◆ **Task to carry out**
Below are records; transcribe only the line with "Target: overcast sky" and those after it, through the last line, without any change.

◆ **Material to process**
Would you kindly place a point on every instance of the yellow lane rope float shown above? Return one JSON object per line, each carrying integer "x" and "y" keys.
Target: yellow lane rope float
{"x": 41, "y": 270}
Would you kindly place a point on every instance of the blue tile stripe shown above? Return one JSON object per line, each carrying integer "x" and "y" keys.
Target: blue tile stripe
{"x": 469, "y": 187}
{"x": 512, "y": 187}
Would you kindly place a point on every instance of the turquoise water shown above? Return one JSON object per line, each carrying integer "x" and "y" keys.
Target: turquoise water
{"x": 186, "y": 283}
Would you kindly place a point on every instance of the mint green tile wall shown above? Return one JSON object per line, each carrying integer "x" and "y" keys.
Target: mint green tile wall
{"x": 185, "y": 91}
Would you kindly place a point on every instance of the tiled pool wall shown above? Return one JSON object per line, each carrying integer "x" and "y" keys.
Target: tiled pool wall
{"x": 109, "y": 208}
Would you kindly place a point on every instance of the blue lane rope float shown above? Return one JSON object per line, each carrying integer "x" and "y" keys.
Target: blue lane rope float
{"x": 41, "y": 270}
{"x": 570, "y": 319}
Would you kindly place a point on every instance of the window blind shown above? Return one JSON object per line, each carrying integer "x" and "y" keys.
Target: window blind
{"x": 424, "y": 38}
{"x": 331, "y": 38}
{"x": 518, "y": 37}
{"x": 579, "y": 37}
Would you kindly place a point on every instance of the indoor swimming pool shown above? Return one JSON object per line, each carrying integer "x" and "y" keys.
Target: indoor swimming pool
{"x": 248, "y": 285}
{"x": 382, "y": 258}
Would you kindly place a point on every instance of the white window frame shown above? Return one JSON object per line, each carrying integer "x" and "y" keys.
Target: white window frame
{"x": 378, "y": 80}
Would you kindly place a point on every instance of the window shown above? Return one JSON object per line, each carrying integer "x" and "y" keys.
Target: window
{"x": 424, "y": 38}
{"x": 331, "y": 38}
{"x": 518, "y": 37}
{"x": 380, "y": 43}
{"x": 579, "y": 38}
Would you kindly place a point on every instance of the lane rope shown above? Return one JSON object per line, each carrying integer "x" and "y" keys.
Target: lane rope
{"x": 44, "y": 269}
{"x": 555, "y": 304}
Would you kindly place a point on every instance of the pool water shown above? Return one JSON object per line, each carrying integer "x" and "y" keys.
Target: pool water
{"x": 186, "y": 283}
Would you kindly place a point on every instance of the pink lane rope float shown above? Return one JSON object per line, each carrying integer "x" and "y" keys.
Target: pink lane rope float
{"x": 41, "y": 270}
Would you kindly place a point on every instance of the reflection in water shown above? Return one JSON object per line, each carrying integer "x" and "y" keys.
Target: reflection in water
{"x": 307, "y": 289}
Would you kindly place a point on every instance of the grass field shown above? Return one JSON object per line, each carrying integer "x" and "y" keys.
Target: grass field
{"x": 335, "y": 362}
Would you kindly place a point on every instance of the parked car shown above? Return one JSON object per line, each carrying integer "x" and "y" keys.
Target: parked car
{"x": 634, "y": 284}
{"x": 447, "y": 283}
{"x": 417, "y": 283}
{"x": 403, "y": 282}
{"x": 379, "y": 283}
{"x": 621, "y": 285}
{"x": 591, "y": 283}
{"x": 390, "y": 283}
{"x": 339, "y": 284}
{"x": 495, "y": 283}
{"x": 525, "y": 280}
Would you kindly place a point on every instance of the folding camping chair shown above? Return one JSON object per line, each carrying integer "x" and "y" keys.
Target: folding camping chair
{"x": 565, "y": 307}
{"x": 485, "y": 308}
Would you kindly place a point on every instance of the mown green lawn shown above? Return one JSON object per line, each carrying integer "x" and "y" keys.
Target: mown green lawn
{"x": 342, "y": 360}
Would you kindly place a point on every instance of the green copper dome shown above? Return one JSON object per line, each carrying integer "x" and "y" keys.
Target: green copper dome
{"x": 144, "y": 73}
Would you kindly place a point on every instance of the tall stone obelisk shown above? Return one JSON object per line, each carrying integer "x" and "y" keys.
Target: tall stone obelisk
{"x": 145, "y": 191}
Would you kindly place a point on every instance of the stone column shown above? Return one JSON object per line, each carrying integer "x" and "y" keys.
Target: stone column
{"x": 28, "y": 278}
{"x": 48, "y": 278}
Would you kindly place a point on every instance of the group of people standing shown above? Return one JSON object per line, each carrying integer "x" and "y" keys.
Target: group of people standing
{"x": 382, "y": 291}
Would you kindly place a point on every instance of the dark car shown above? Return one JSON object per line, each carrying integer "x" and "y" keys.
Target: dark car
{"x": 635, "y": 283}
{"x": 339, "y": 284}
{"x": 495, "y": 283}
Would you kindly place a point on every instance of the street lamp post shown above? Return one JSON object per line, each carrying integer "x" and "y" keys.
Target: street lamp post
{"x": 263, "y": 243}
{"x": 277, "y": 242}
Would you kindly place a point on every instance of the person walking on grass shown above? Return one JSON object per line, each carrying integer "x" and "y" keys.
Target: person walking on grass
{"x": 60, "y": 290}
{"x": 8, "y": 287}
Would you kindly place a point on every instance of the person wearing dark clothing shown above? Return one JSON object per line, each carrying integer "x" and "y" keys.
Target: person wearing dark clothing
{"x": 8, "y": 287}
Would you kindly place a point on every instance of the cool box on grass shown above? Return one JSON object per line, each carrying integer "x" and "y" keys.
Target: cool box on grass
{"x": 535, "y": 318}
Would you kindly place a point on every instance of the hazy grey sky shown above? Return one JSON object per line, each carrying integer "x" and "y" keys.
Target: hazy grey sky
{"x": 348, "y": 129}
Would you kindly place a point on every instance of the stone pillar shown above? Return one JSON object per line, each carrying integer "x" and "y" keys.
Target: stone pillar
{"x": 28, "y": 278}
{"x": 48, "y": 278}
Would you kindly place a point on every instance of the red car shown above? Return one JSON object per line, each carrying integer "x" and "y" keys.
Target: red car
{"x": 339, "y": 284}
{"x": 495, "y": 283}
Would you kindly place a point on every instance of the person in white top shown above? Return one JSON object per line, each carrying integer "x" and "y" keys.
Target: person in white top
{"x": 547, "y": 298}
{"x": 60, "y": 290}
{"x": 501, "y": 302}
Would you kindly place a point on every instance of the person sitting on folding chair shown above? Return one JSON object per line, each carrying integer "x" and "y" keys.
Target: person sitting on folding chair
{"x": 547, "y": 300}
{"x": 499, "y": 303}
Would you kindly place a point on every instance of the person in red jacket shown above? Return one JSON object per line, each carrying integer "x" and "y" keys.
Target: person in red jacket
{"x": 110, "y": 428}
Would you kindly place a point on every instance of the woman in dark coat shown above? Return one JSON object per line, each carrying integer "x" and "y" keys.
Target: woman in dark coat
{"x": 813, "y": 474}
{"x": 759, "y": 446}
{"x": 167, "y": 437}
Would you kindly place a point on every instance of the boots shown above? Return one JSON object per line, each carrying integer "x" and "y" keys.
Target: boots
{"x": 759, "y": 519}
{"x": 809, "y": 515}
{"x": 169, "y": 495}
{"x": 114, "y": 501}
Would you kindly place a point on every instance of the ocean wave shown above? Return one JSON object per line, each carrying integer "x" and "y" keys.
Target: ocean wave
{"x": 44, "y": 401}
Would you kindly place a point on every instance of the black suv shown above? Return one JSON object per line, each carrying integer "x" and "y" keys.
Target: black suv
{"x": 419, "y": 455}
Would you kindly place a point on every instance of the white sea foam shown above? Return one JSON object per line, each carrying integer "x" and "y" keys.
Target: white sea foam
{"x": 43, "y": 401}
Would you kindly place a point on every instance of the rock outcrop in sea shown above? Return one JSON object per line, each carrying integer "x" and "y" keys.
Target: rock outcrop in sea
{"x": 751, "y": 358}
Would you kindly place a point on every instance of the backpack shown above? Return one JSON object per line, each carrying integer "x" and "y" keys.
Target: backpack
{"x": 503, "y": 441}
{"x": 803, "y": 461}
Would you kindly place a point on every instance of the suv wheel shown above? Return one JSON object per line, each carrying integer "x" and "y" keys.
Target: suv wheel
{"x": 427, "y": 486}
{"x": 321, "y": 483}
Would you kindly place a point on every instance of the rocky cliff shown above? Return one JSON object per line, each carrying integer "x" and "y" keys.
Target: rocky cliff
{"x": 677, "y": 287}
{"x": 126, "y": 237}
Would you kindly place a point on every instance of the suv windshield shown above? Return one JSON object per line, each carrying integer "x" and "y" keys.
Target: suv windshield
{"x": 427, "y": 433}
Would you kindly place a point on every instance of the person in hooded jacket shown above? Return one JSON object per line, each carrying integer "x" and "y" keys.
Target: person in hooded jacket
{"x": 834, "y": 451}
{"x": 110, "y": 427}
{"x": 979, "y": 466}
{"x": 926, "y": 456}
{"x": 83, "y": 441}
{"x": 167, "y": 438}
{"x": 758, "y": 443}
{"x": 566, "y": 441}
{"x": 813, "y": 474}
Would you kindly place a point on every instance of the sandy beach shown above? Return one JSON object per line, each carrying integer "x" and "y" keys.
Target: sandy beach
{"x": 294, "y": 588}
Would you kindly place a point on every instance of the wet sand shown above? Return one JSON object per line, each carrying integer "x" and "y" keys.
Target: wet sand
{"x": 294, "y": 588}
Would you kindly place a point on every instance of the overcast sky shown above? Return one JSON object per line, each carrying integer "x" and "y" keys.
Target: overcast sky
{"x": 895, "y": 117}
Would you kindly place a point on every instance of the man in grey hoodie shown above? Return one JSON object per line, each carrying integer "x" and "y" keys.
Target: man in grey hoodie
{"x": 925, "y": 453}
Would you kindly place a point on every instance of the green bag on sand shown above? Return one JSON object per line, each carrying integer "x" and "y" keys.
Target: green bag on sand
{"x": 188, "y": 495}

◆ **Exercise result**
Target: overcast sky
{"x": 895, "y": 117}
Would you kindly place a point on every instance of the man in grey hoodie shown above? Return one JSON object per line, each carrying integer "x" and "y" keys.
Target: man in grey hoodie
{"x": 925, "y": 453}
Would you kindly place a point on every instance of the green bag on sand shown above? Return one JSON object per line, each carrying integer "x" and "y" keys.
Target: green bag on sand
{"x": 188, "y": 495}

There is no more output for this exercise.